SELECTED EXTRACT:
◇ ◇ ◇ ◇ ◇ ◇ ◇

The Chant of Jimmie Blacksmith, by Thomas Kennealy, was shortlisted for the Booker prize, I think in 1972, when it was published. I saw it on my library’s shelf, and brought it home. I confess I’ve not read anything else of his. I’m not sure if I will read anything more.
I am ambivalent about it… not because he uses the voices of black people, in particular Jimmie himself, but because of the way he interprets the throughts, feeling and motivations of this young man born of a black mother and a white father. Jimmie is initiated in the ritual way of his tribe, but after that, he endeavours to shed his black heritage and become ‘white’, marrying a white woman, having children with her, and owning a few acres of land. He becomes the protege of H. J. Neville, the Methodist missionary, who suggests he marry white, so his children and grandchildren will be ‘scarcely black at all.’ And so begins Jimmie’s descent into the slaughter that turns him and his half-brother Mort into outlaws. I won’t attempt to describe these events, except to say that the slaughter scenes are very hard to read, with Jimmie seeing himself as taking ‘necessary casualties of a war regally undertaken’ and enjoying ‘this possession and being possessed’.
For me, the second part of the story, the outlawed blacks’ flight from arrest and punishment, is a more satisfying read. Their survival in the bush for three months, with periodic raids and thefts, is remarkable and the plot flows well. And the author allows Jimmie and Mort to feel some remorse and a desire for atonement, partly because of the gentle truthtelling of McCreadie, the elderly schoolteacher they have taken as hostage, but end up nursing and eventually carrying as he grows increasingly frail and asthmatic.

◇ ◇ ◇ ◇ ◇ ◇ ◇

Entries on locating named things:
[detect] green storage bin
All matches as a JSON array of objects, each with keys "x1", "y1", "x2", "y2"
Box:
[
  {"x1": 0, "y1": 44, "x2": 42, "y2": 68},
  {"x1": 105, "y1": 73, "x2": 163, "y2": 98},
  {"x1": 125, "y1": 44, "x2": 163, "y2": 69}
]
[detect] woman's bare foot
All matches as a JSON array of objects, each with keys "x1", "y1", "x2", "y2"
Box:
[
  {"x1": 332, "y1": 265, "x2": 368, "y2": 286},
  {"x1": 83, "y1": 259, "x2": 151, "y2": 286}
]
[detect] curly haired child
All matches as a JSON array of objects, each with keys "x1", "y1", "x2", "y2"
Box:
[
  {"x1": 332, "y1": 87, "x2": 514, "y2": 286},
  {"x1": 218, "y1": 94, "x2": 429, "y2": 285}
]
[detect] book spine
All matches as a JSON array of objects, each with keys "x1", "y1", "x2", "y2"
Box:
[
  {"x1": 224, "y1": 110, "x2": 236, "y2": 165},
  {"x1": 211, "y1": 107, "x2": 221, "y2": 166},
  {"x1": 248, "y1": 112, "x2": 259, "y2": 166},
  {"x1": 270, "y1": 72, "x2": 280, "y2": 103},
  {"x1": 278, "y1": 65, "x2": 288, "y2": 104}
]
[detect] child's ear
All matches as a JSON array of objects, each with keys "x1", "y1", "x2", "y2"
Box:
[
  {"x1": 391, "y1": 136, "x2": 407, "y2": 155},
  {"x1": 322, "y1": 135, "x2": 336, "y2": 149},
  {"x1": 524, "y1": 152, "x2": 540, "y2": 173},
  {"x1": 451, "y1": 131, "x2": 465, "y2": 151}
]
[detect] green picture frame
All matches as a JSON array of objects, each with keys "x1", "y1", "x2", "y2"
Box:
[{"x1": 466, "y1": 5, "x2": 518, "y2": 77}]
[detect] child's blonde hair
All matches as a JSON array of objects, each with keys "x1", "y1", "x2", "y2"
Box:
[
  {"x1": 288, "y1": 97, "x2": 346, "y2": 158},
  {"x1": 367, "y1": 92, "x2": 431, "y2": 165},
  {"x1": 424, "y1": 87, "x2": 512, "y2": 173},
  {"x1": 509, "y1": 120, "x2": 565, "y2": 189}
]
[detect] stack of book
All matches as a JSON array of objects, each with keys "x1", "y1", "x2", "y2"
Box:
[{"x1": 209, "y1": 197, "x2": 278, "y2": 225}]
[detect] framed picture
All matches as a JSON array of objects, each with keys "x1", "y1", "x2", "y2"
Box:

◇ ◇ ◇ ◇ ◇ ◇ ◇

INSTRUCTIONS:
1. From the book review above the records, reproduce word for word the passage that opens with the words containing "The Chant of" and closes with "read anything more.".
2. Answer these questions from the book review above the records:
(a) Which Methodist missionary takes Jimmie as his protege?
(b) For how long do the outlaws survive in the bush?
(c) What is McCreadie's occupation?

SOLUTIONS BELOW:
1.
The Chant of Jimmie Blacksmith, by Thomas Kennealy, was shortlisted for the Booker prize, I think in 1972, when it was published. I saw it on my library’s shelf, and brought it home. I confess I’ve not read anything else of his. I’m not sure if I will read anything more.

2.
(a) H. J. Neville
(b) Three months
(c) He is an elderly schoolteacher.